[Begin]
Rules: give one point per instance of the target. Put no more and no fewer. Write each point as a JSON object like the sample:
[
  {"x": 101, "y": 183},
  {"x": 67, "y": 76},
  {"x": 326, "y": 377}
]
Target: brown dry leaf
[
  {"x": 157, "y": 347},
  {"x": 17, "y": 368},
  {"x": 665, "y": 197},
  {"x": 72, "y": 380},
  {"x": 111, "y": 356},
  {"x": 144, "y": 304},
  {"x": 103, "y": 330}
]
[End]
Please update the data above by replacing "brown dry leaf" with "yellow dry leaf" and leaving everything else unchanged.

Rules: give one point per instance of the target. Put no more and no fewer. Write each point as a JSON object like the sample:
[
  {"x": 101, "y": 183},
  {"x": 67, "y": 76},
  {"x": 326, "y": 377}
]
Target: yellow dry leaf
[
  {"x": 157, "y": 347},
  {"x": 17, "y": 368},
  {"x": 665, "y": 197},
  {"x": 72, "y": 380},
  {"x": 111, "y": 356},
  {"x": 144, "y": 304},
  {"x": 103, "y": 330}
]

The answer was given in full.